_REQUIRED TASK_
Your task is to copy every record exactly.

Point labeling examples
□ □ □ □
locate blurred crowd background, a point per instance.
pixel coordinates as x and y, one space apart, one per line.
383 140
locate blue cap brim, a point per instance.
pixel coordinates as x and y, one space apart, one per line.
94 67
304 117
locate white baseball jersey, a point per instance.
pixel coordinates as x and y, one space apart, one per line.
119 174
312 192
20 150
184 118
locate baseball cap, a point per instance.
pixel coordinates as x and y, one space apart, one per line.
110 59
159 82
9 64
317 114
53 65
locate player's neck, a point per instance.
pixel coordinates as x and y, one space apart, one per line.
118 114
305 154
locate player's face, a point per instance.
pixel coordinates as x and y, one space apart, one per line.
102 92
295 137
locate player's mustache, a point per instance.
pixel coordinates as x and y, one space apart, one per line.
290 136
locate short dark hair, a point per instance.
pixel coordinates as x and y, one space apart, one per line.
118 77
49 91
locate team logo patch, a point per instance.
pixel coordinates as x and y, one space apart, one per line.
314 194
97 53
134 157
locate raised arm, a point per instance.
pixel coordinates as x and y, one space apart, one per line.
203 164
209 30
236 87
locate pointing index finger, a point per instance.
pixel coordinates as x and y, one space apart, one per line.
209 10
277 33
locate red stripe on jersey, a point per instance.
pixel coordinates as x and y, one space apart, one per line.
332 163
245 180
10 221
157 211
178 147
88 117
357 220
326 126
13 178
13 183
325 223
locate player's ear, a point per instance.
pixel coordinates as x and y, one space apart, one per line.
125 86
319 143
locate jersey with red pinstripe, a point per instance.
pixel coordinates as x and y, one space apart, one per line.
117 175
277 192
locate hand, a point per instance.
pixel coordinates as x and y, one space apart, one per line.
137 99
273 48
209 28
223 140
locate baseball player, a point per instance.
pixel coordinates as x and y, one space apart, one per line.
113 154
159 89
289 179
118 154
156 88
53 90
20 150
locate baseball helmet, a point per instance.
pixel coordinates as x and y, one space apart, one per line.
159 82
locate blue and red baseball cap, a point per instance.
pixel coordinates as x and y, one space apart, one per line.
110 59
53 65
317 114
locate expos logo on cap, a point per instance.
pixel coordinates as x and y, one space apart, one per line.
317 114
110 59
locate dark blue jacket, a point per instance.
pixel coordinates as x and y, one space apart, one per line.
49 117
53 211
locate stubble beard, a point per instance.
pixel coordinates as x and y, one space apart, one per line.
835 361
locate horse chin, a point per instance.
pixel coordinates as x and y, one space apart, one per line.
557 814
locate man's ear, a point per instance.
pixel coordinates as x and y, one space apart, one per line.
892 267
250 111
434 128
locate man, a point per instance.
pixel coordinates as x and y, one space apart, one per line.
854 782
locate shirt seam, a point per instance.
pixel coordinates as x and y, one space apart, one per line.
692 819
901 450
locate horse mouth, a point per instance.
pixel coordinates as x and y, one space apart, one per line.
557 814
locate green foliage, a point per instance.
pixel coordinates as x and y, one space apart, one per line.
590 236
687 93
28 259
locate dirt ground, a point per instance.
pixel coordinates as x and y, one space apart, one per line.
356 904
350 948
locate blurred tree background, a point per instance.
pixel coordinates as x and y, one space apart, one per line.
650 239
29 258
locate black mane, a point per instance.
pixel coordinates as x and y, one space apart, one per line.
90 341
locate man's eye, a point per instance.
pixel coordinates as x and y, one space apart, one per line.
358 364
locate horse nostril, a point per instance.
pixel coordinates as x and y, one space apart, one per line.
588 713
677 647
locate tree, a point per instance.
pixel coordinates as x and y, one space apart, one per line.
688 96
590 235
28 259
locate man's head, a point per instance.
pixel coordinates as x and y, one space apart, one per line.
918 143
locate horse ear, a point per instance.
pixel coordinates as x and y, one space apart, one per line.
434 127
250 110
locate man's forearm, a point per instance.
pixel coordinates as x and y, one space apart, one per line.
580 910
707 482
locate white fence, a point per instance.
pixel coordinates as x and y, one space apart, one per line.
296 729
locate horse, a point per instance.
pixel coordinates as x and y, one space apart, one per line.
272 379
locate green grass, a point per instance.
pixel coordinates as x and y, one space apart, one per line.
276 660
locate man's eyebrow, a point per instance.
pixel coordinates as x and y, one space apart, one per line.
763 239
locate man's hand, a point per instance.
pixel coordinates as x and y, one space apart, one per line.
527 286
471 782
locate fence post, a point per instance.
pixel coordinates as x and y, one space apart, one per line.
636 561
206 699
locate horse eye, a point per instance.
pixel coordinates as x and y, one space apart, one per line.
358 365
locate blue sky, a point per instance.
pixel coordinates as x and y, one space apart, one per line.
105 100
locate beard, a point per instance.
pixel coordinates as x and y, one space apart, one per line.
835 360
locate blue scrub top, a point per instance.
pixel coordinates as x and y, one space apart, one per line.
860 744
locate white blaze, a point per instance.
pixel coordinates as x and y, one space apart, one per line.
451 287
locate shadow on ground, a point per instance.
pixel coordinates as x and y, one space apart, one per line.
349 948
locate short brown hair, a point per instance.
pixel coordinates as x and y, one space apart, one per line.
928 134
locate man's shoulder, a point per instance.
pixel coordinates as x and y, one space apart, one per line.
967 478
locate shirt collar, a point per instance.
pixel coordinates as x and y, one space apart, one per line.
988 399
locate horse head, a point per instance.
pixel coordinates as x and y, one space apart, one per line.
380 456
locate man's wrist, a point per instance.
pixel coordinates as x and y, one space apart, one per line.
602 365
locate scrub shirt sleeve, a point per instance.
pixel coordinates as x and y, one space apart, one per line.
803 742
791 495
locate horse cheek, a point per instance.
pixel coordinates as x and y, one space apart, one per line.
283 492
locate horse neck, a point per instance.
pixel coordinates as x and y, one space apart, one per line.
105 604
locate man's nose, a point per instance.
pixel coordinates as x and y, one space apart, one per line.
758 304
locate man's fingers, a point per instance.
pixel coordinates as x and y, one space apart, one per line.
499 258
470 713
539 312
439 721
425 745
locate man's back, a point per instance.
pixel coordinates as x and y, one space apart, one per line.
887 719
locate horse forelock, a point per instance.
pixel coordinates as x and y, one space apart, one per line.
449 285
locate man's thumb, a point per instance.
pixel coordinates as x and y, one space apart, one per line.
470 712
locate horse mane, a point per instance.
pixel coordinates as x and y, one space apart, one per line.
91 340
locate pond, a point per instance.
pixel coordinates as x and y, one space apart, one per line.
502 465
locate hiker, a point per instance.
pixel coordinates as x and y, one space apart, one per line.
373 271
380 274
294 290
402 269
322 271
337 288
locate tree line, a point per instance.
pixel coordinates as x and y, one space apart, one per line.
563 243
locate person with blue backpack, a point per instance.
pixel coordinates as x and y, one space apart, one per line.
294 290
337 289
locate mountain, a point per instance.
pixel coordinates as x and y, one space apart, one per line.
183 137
□ □ □ □
_CORRECT RESULT_
locate blurred crowd background, a point per instance.
pixel coordinates as x and y, one space apart, one per line.
383 140
locate blue cap brim, a point per instance.
pixel coordinates as x and y, one space apart, one per line.
94 67
304 117
locate white baseball jersey, a point per instance.
pixel coordinates as x and y, one space apart, one per line.
119 174
312 192
20 150
184 118
locate baseball cap, a point per instance.
pixel coordinates as x and y, one space apart, one per line.
110 59
159 82
9 64
317 114
53 65
locate player's neck, a point per instance.
pixel coordinates as x and y, one space apart, one per line.
118 114
305 154
locate player's face, a point per instance.
pixel coordinates as x and y, one space apart, one per line.
102 92
295 137
locate player's mustache, a point per instance.
pixel coordinates as x and y, one space apart, one per line.
290 136
locate short dark hair, a point per instance.
pixel coordinates as x and y, one space apart, one per line.
118 77
49 91
locate team logo patch, a point per instance.
pixel coordinates as x and y, one space apart, one per line.
314 194
97 53
134 157
locate raised arm, a point per instance.
pixel coordinates as x and y, one space apart, one per line.
203 164
209 30
236 87
locate pointing index finger, a point per instance.
pixel coordinates as x and y, one space apart, one per line.
209 10
277 33
locate red stripe on jersey, a point per instance.
pixel coordinates as x and y, one space apart, one per line.
332 163
245 180
10 221
157 211
178 147
88 117
357 220
326 126
13 178
13 183
325 223
locate player's ear, a point per instance.
pixel coordinates as x and y, one space apart, one per line.
125 86
319 143
locate jersey with red pinstripe, a point per instance.
pixel coordinates as x and y, one space apart, one per line.
117 175
277 192
locate hand, a point per instance.
pixel coordinates as x and y, one space apart, one per line.
137 99
273 48
209 28
223 140
locate baseball player, a point per instance.
pixel coordinates as x and y, one space apart, one per line.
113 154
159 89
289 179
118 154
156 88
53 90
20 150
locate baseball helmet, a point per instance.
pixel coordinates as x and y, one space apart, one per line.
159 82
locate blue and red baseball cap, a point per instance.
pixel coordinates as x and y, one space apart, one per line.
110 59
53 65
317 114
locate expos logo on cap, a point per instance.
pixel coordinates as x and y, one space apart, one per line.
317 114
110 59
locate dark blue jacket, a point per instance.
pixel coordinates as x and y, one space apart, one per line.
49 117
53 211
locate stubble beard, a point per instance.
pixel coordinates as x and y, one space apart, one per line.
835 361
locate horse chin, a point per instance.
pixel coordinates as x and y, one space apart, one per line.
557 814
locate man's ear, a point per instance.
pixel coordinates as x and y, one space apart, one per line.
892 267
250 111
434 128
locate man, a point per instance.
pixel coordinates as x and y, one space apart, one per line.
854 782
locate shirt seam, a point per instance.
pixel coordinates as x and y, one space apart, one per line.
692 819
901 450
locate horse mouth, a point per instance.
pixel coordinates as x and y, one space apart, one per line.
557 814
locate green foliage, a point per instance.
pixel coordinates as x and y, one space apart, one per line.
590 236
687 93
28 259
locate dirt ground, a point per instance.
pixel coordinates as x and y, one space apart, one per line.
356 904
350 948
locate blurred tree background, a point per instance.
pixel coordinates as x and y, one space apart, one per line.
650 239
29 258
locate black mane, a point per instance.
pixel coordinates as x and y, one space apart, one per line.
90 341
locate man's eye, a point per instance.
pixel coordinates as x and y, one space apart, one per line.
358 364
locate horse nostril, a point per instance.
pixel coordinates as x and y, one space apart, one per line.
588 713
677 647
locate tree, a point per instance.
pixel coordinates as x and y, one space apart, one per line.
688 96
590 235
28 259
locate man's head, a point per instance.
pixel coordinates as x and y, one space apart, one per line.
918 143
locate horse ear, a point per instance.
pixel coordinates as x and y, one space apart, one per line.
434 127
250 110
locate man's forearm, a point per instance.
pixel coordinates as x and y, one space apart, one per line.
580 910
707 482
locate white fence, a point per instance.
pixel coordinates as x and y, one space apart, one per line.
296 729
locate horse, a point per instance.
pixel coordinates as x and y, one space apart, one per line.
272 379
locate green grass, a point per instance.
pixel coordinates as x and y, one space apart, one per line.
276 660
locate man's eyebrow, a point per instance.
pixel coordinates as x and y, one space apart, one per line.
763 239
locate man's hand, a point per instance.
pixel coordinates as x and y, one space apart, one per line.
527 286
471 782
locate fence post, a point per instance.
pixel coordinates as x and y, one space apart, one per line.
636 561
206 699
locate horse eye, a point per instance.
pixel coordinates as x and y, one space apart, one per line.
358 365
locate blue sky, a point per instance.
pixel coordinates as x and y, one space apart, one per line.
105 100
locate beard, a point per instance.
pixel coordinates as x and y, one space apart, one per line.
835 360
locate blue scrub top, a point per instance.
pixel coordinates as x and y, one space apart, one per line.
860 744
locate white blaze, a point per instance.
pixel coordinates as x and y, one space apart, one per line.
451 287
locate shadow on ground, a point per instance.
pixel coordinates as x and y, one space apart, one per line.
349 948
locate short brown hair, a point per instance.
pixel coordinates as x and y, one space apart, one per line.
928 134
locate man's shoulder, a point per instance.
pixel coordinates as x and y, one space apart, one per line.
967 478
locate shirt collar, a point per instance.
pixel coordinates as x and y, one space apart, one per line.
988 399
locate horse head, a point per instance.
pixel coordinates as x and y, one space apart, one per line.
380 456
locate man's wrist, a point per instance.
pixel coordinates as x and y, one space apart, one per line.
602 365
locate scrub shirt sleeve, a point per instance.
pixel coordinates as x and y, one space apart, one per line.
803 742
791 495
locate horse cheek, a point per instance.
pixel coordinates as x and y, one space apart, one per line.
283 492
locate horse neck, a point per instance.
pixel coordinates as x and y, one space apart, one per line.
105 604
locate man's nose, a point per instance.
pixel coordinates as x and y, one space apart, one per line.
758 304
locate man's fingers, a point per instance.
pixel coordinates as x and y, one space apart, one per line.
499 258
470 713
539 312
439 721
425 745
locate man's back, a point per instance.
pixel coordinates as x and y, one space apart, one per line.
887 719
locate horse forelock, a point per instance.
pixel coordinates as x and y, one space apart, one per line.
449 285
locate man's thumb, a point per instance.
pixel coordinates as x and y, one space apart, one per line.
470 712
locate horse mane, a point per instance.
pixel coordinates as x and y, one space apart, one per line.
91 340
locate pond, a point per instance.
pixel coordinates as x and y, one space apart, one per line.
502 465
locate hiker, a point per instance.
pixel coordinates as x and y, one space apart, one per line.
373 271
380 274
294 290
402 269
322 271
337 288
locate tree line, a point per instance.
pixel coordinates as x and y, one space apart, one per line.
563 243
locate person with blue backpack, a point per instance.
pixel coordinates as x and y, one space apart, one per line.
294 290
337 289
locate mountain, a point per instance.
pixel coordinates as x and y, one space apart, one per line.
183 137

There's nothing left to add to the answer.